> TASK
Please set down, exactly as written, the line containing "point(84, 312)" and every line after it through the end of the records.
(DATA FOR ANALYSIS Opens)
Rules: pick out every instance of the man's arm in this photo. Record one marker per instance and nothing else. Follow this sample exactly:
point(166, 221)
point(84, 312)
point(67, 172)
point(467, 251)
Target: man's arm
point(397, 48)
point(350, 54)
(DATA FOR ANALYSIS Closes)
> EXERCISE ANSWER
point(84, 312)
point(67, 172)
point(467, 251)
Target: man's arm
point(397, 48)
point(350, 54)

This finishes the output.